▶ _Given request_:
Convert each item below into a JSON list of strings with one string per line, leaving out blank lines.

[Bounding-box records]
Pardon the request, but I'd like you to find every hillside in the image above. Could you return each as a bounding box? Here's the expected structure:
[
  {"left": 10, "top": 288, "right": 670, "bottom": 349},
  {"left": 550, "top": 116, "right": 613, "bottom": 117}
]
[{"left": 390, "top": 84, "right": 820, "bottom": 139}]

▶ _Written response_:
[
  "Pardon the request, but I'd like you to find every hillside in the image above. Could you return each as a bounding box? Here's the expected structure:",
  "[",
  "  {\"left\": 10, \"top\": 288, \"right\": 670, \"bottom\": 349},",
  "  {\"left\": 550, \"top\": 116, \"right\": 613, \"bottom\": 117}",
  "]",
  "[{\"left\": 390, \"top\": 84, \"right\": 820, \"bottom\": 139}]"
]